CONSIGNES
A – Résumez en deux phrases le texte sur la sanction de Wells Fargo.
B – Poursuivez le texte sur la sanction de Wells Fargo après sa dernière phrase.

TEXTE À LIRE

- - -

Wells Fargo: une sanction sévère, mais pleinement méritée

Publié le 31/10/2016 à 12:11

Wells Fargo: une sanction sévère, mais pleinement méritée

Publié le 31/10/2016 à 12:11

John Stumpf, ex-PDG de Wells Fargo, lors de son passage devant le Congrès. Photo: Bloomberg

Par Claude Garcia

Dans la chronique Le pire ennemi des titres bancaires publiée le 22 octobre, Yannick Clérouin soutient que le PDG de Wells Fargo, John Stumpf, a perdu son emploi à la suite du scandale des comptes fictifs ouverts au nom de clients à leur insu, pour apaiser certains politiciens à Washington. Compte tenu de la bonne performance boursière de la Banque sous son leadership, le chroniqueur estime que le châtiment reçu était exagéré.

Je ne partage pas son opinion en raison de l’ampleur du scandale et de la façon dont le conseil d’administration, également présidé par monsieur Stumpf, a géré cette crise.

- - -

DOCUMENTS SOURCES
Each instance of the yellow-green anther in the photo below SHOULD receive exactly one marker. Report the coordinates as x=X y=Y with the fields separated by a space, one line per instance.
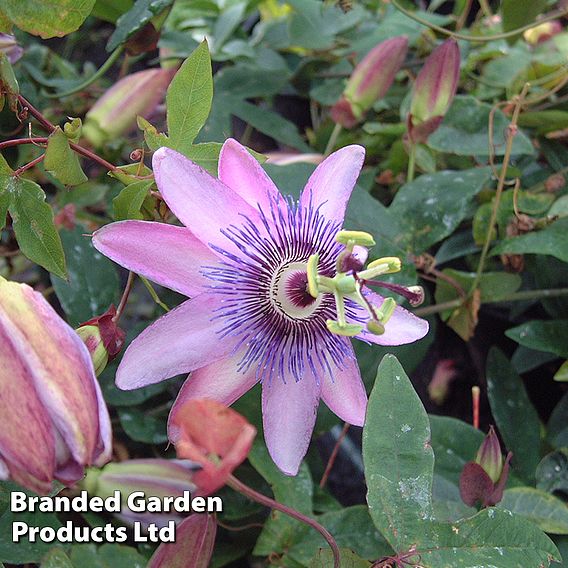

- - -

RÉPONSES
A – Dans une chronique parue le 22 octobre, Yannick Clérouin soutient que John Stumpf, PDG de Wells Fargo, a perdu son emploi après le scandale des comptes fictifs ouverts au nom de clients à leur insu, afin d'apaiser certains politiciens à Washington, et il juge ce châtiment exagéré vu la bonne performance boursière de la banque. L'auteur ne partage pas cette opinion, en raison de l'ampleur du scandale et de la façon dont le conseil d'administration, lui aussi présidé par John Stumpf, a géré la crise.

B –
La création de plus de deux millions de faux comptes pour les clients existants de la Banque aurait débuté en 2011 pour se poursuivre jusqu’à tout récemment. Est-il possible que les dirigeants de l'institution n’aient pas été au courant de cette pratique?

Bien entendu, on ne peut exiger d’un dirigeant d’une entreprise importante comme Wells Fargo qu’il soit responsable de tous les gestes posés au quotidien par les employés ou les clients. On s’attend toutefois à ce qu’il s’assure que la banque mette en place des contrôles qui découragent les pratiques frauduleuses et permettent de les détecter, le cas échéant.

À consulter également: Vidéo: Wells Fargo, une réaction exagérée des marchés, dit François Rochon

Les bonnes pratiques suggèrent quatre niveaux de contrôle pour une institution de la taille de Wells Fargo:

- des contrôles internes sous la responsabilité du chef de la direction financière;

- une équipe d’audit interne dont le plan de travail est soumis pour approbation au comité d’audit du conseil d’administration;

- une firme d’audit externe qui fait le travail nécessaire pour certifier que les états financiers sont dressés en respectant les règles comptables;

- un mécanisme anonyme qui permet à un employé, à un client ou à un fournisseur de dénoncer une pratique répréhensible.

Est-il possible que l’ouverture frauduleuse de plus de deux millions de nouveaux comptes sur une période de cinq ans pour les clients de la banque ait échappé à tous ces contrôles?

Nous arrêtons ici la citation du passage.